● **PROVIDED PASSAGE**:

^^^^^^^^^^^^^^^^

Overview
- Type: Mobile makerspace and technology education classroom
- Manufacturer: Beth Compton, Kim Martin, and Ryan Hunt
- Also called: The MakerBus
- Model years: 2013

= DHMakerBus =

Mobile educational facility

The MakerBus, also known as the DHMakerBus, is a mobile makerspace and technology education classroom in London, Ontario. The MakerBus claims to be the first of its kind in Canada.

== History ==

The MakerBus was founded in 2013 by Beth Compton, Kim Martin, and Ryan Hunt. The bus was created for two purposes. First, it was intended to be used to take attendees of the Digital Humanities 2013 Conference from Southern Ontario and Michigan to the conference in Lincoln, Nebraska. Second, the MakerBus was created to help provide greater access to technology, making, and education to the London/Middlesex region.
To raise money for the project, then called the "DHMakerBus," an Indiegogo crowd-funding campaign was launched on April 8, 2013 with a funding goal of $10,000. At the end of the two-month funding window, the DHMakerBus received $2,856 in community funding. With this funding the MakerBus team purchased a used school bus.

^^^^^^^^^^^^^^^^

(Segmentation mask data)

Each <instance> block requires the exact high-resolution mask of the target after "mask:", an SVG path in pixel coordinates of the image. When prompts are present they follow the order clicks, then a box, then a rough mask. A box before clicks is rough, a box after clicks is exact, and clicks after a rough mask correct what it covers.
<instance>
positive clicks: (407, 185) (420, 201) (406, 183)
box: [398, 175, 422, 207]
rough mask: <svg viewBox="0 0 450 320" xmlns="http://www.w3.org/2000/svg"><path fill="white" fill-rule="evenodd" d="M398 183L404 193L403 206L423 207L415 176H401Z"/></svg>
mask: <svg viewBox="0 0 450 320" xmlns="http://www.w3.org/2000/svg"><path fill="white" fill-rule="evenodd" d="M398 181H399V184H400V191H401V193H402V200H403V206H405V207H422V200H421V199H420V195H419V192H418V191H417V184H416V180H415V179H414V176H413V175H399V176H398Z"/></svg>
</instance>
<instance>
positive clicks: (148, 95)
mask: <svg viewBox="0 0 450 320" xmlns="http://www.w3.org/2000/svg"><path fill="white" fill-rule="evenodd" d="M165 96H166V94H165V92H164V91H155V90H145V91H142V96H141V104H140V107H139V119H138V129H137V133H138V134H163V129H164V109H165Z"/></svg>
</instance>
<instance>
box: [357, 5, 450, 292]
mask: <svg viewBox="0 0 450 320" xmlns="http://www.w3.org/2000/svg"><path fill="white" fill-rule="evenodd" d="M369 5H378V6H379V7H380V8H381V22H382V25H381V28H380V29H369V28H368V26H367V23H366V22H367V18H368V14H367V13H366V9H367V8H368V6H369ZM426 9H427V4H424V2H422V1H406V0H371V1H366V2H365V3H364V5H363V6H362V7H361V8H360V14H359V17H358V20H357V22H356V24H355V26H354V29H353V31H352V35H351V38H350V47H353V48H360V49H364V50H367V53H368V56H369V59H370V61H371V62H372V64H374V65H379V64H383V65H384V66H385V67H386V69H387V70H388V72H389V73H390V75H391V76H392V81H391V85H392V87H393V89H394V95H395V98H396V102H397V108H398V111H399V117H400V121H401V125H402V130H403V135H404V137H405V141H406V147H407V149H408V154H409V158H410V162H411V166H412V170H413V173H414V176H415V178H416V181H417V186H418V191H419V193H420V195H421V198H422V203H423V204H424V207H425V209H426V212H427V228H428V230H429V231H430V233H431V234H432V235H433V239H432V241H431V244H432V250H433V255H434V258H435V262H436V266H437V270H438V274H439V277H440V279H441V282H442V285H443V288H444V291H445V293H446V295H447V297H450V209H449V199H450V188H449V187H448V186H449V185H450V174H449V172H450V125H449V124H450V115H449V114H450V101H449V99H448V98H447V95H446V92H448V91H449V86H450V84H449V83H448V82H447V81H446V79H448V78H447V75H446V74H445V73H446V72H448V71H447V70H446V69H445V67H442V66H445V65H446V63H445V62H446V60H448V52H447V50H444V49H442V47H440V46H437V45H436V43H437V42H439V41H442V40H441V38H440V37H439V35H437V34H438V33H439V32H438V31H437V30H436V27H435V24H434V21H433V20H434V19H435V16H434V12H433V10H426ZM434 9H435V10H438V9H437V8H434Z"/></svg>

^^^^^^^^^^^^^^^^

● **EXERCISE REQUIREMENTS**:
1. Duplicate the MakerBus article from "The MakerBus was founded" to "used school bus.".
2. According to the MakerBus article, how much community funding did the DHMakerBus receive by the end of its Indiegogo campaign?

● **TASK ANSWERS**:
1.
The MakerBus was founded in 2013 by Beth Compton, Kim Martin, and Ryan Hunt. The bus was created for two purposes. First, it was intended to be used to take attendees of the Digital Humanities 2013 Conference from Southern Ontario and Michigan to the conference in Lincoln, Nebraska. Second, the MakerBus was created to help provide greater access to technology, making, and education to the London/Middlesex region.
To raise money for the project, then called the "DHMakerBus," an Indiegogo crowd-funding campaign was launched on April 8, 2013 with a funding goal of $10,000. At the end of the two-month funding window, the DHMakerBus received $2,856 in community funding. With this funding the MakerBus team purchased a used school bus.

2. $2,856